(Detection examples)
^^^^^^^^
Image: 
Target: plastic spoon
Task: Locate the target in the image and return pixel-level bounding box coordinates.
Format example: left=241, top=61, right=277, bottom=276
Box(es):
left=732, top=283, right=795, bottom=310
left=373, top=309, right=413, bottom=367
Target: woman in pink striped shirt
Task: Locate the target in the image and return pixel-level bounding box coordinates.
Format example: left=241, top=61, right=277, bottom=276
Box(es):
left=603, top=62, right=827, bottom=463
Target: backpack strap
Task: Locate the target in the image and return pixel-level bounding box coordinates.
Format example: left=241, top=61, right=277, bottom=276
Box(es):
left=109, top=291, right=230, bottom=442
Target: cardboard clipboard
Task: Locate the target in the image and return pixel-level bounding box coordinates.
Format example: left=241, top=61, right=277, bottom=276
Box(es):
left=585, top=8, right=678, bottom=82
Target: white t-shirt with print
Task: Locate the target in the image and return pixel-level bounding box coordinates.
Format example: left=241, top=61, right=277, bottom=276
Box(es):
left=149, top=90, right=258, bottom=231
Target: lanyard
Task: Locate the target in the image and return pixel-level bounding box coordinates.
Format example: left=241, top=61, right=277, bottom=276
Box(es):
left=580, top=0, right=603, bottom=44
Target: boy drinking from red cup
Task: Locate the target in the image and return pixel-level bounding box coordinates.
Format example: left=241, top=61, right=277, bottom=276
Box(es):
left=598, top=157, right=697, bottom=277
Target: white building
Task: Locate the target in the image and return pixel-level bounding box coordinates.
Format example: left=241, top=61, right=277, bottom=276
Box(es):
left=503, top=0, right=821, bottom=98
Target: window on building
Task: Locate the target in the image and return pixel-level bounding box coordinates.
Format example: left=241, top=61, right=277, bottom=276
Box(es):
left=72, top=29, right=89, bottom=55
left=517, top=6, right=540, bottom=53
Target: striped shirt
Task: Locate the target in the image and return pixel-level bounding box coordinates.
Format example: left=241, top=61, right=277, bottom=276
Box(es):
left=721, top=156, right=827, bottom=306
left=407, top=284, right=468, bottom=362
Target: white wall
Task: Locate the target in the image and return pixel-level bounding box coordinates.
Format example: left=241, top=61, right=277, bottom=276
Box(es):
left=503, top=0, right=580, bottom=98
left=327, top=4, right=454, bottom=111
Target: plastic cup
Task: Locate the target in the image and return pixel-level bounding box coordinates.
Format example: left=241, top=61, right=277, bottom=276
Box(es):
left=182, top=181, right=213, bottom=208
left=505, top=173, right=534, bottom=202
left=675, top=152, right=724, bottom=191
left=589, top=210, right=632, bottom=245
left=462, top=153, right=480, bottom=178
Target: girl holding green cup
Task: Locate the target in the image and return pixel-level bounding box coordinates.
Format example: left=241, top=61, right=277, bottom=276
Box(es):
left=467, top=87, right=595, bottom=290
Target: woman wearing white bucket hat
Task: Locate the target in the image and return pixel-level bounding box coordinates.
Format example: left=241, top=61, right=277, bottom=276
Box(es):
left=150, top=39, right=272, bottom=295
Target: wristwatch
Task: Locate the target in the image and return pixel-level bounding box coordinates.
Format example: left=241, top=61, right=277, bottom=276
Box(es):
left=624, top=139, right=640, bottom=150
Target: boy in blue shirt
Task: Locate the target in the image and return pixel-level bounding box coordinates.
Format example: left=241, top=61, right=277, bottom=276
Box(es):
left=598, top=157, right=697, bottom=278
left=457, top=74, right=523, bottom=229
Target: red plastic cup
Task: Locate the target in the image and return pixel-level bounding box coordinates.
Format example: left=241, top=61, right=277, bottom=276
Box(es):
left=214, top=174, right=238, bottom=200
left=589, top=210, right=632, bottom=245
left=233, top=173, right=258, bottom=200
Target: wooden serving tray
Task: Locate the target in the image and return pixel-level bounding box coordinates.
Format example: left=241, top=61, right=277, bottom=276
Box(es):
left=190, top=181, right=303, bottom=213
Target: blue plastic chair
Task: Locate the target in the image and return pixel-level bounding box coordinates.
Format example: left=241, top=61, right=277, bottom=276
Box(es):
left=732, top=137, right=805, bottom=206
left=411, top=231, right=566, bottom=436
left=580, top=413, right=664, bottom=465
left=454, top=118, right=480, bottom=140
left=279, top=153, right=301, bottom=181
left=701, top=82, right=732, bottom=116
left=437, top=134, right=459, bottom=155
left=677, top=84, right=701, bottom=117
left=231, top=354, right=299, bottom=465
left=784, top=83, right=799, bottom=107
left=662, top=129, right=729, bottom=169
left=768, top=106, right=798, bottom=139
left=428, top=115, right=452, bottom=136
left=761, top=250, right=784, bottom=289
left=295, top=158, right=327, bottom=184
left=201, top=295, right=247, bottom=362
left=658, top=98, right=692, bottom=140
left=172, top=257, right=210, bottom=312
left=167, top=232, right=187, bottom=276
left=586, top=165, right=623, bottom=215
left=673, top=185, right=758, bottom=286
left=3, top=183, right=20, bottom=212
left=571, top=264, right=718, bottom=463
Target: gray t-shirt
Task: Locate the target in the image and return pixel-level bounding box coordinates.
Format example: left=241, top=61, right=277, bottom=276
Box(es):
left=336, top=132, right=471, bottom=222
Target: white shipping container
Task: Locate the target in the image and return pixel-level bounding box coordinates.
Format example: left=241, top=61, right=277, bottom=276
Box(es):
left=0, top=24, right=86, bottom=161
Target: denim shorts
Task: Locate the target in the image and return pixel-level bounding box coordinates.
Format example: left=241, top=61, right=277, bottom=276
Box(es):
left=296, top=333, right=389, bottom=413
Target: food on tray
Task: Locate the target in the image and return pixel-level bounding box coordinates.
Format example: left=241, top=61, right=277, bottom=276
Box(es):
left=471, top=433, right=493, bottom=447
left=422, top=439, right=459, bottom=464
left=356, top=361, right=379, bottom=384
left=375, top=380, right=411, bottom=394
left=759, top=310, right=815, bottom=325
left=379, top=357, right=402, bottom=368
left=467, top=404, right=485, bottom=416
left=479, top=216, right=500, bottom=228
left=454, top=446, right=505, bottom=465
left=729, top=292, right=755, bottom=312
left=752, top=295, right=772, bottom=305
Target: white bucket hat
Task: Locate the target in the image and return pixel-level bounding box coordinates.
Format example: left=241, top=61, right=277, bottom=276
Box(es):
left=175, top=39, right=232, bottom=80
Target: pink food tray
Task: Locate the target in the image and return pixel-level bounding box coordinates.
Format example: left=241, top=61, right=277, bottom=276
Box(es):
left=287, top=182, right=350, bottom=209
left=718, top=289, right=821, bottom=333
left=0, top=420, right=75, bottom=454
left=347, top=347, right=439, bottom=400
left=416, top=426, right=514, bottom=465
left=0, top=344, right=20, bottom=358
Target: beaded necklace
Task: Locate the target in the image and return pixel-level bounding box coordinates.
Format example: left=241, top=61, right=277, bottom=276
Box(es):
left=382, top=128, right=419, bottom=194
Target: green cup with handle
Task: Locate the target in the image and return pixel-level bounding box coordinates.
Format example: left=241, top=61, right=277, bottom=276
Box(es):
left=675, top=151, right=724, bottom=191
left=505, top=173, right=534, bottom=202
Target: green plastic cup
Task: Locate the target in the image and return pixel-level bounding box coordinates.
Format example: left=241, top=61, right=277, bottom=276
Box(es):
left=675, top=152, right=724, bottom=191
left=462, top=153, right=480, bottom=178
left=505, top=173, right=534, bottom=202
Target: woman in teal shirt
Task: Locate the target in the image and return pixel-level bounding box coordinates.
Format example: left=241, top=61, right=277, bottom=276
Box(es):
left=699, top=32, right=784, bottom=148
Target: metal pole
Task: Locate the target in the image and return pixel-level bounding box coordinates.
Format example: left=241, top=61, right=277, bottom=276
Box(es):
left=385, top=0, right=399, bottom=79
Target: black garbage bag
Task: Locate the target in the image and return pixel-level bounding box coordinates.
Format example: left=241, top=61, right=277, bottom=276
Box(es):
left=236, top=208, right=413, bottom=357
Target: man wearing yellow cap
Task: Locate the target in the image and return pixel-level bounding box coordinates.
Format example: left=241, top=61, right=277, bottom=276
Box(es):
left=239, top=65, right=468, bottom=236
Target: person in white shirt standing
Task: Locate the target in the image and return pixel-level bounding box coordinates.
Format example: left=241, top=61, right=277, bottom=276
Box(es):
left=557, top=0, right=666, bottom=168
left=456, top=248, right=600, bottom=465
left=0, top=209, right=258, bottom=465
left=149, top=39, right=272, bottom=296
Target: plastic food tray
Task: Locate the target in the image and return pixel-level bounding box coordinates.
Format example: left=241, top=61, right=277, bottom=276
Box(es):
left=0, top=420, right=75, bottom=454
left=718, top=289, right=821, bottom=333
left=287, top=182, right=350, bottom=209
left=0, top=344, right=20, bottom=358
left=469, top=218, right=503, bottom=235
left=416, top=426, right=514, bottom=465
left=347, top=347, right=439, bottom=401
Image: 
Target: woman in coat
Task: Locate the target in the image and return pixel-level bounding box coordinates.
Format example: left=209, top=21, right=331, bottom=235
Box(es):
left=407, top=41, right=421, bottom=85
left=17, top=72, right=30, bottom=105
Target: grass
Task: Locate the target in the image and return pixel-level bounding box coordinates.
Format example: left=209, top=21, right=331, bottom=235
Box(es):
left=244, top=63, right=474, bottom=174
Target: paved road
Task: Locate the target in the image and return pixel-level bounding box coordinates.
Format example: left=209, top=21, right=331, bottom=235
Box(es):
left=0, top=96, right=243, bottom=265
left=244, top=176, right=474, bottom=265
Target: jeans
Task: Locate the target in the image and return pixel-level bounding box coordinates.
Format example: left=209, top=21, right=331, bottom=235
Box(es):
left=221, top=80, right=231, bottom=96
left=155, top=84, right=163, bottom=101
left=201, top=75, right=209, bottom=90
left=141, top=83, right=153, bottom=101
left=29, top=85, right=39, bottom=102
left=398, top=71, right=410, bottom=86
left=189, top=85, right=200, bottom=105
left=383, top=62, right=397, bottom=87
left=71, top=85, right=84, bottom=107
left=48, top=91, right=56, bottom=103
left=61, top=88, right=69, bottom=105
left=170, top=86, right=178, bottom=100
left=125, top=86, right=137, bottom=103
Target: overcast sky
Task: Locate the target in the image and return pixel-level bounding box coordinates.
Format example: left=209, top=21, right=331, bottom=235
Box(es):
^^^^^^^^
The problem: Copy the listing above verbatim, from the line with "Target: green cup with handle" to the line with "left=149, top=39, right=272, bottom=296", including both of those lines.

Task result:
Target: green cup with handle
Task: Locate the target in the image and return pixel-level bounding box coordinates.
Format example: left=241, top=61, right=277, bottom=276
Box(es):
left=675, top=151, right=724, bottom=191
left=505, top=173, right=534, bottom=202
Target: green plastic cup
Task: Locate the target in the image and return pixel-level bounding box coordinates.
Format example: left=241, top=61, right=277, bottom=276
Box(es):
left=675, top=152, right=724, bottom=191
left=462, top=153, right=480, bottom=178
left=505, top=173, right=534, bottom=202
Target: woman in teal shirt
Task: Locate the target in the image and return pixel-level bounding box coordinates.
Format example: left=241, top=61, right=277, bottom=276
Box(es):
left=699, top=32, right=784, bottom=148
Target: metal pole
Task: Locate the target in the image and return pixel-level bounding box coordinates.
Format example: left=241, top=61, right=277, bottom=276
Box(es):
left=385, top=0, right=399, bottom=79
Target: black garbage bag
Task: Locate the target in the image and return pixel-level bounding box coordinates.
Format example: left=241, top=61, right=277, bottom=276
Box(es):
left=236, top=208, right=413, bottom=357
Target: man wearing yellow cap
Task: Locate the target in the image and return pixel-level bounding box coordinates.
Format example: left=241, top=61, right=277, bottom=276
Box(es):
left=239, top=65, right=468, bottom=236
Target: person in white shirt standing
Task: Locate the target in the image and return pixel-level bounding box coordinates.
Format example: left=241, top=61, right=277, bottom=276
Box(es):
left=557, top=0, right=666, bottom=168
left=456, top=248, right=600, bottom=465
left=0, top=209, right=258, bottom=465
left=149, top=39, right=272, bottom=296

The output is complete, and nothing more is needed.